** TEXT EXCERPT follows **

SEOUL -- South Korea is reeling from the latest wave of suicides by popular actors and singers. The high-profile cases could prompt copycat cases despite government efforts to prevent people from taking their own lives.
Actor Cha In-ha was found dead at his home on Dec. 3. People close to him said they had noticed nothing unusual about him. He updated his Instagram account the day before his death.
He was the latest South Korean star to die by suicide, after Sulli, a former member of girl band f(x), who died on Oct. 14, and Goo Hara, a former member of another all-girl group, Kara, on Nov. 24. The news of their deaths sent shock waves through society.
Suicide is not uncommon in South Korea. The country has the highest suicide rate among the members of the Organization for Economic Cooperation and Development. According to the OECD, its suicide rate per 100,000 people is 24.6. That is twice as high as the average among the member states and far higher than Japan's 15.2.
The high rate cannot be attributed to a single factor, but structural changes in South Korean society play a part. There has been a surge of nuclear families since the 1990s, and more and more elderly people are living alone. The pace of the increase has outpaced efforts to build social safety nets. The suicide rate among senior citizens exceeds 50 per 100,000.

** End of TEXT EXCERPT **
** DATASET EXTRACT follows **

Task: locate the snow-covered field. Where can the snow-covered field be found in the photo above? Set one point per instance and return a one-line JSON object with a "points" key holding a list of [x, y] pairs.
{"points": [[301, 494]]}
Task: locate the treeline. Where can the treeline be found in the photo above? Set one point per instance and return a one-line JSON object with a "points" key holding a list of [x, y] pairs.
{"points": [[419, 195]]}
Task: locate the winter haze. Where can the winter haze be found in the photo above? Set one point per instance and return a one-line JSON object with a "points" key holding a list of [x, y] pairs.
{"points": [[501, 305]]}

** End of DATASET EXTRACT **
** DATASET EXTRACT follows **

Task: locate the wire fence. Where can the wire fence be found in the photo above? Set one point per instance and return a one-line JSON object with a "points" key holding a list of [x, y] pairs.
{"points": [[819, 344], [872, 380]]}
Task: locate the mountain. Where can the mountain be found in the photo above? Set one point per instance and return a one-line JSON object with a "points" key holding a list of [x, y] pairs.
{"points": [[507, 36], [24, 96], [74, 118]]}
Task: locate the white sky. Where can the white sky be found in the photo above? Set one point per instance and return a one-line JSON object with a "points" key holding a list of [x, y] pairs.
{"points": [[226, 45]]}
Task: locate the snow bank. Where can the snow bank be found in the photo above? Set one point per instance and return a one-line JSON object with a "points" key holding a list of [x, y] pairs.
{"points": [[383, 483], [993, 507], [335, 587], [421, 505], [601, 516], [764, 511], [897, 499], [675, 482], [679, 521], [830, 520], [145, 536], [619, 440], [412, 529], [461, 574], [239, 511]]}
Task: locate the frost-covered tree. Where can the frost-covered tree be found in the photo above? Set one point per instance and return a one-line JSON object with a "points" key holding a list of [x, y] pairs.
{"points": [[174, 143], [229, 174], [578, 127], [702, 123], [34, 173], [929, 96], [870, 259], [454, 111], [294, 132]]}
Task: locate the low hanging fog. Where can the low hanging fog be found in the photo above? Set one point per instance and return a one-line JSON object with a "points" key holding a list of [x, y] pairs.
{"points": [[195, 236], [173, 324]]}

** End of DATASET EXTRACT **

THINGS TO DO:
(a) Set down the passage of the article on suicides in South Korea starting at "SEOUL -- South" and ending at "waves through society.", word for word.
(b) In the article on suicides in South Korea, what is the country's suicide rate per 100,000 people according to the OECD?

ANSWERS FOR THE EXERCISE:
(a)
SEOUL -- South Korea is reeling from the latest wave of suicides by popular actors and singers. The high-profile cases could prompt copycat cases despite government efforts to prevent people from taking their own lives.
Actor Cha In-ha was found dead at his home on Dec. 3. People close to him said they had noticed nothing unusual about him. He updated his Instagram account the day before his death.
He was the latest South Korean star to die by suicide, after Sulli, a former member of girl band f(x), who died on Oct. 14, and Goo Hara, a former member of another all-girl group, Kara, on Nov. 24. The news of their deaths sent shock waves through society.

(b) 24.6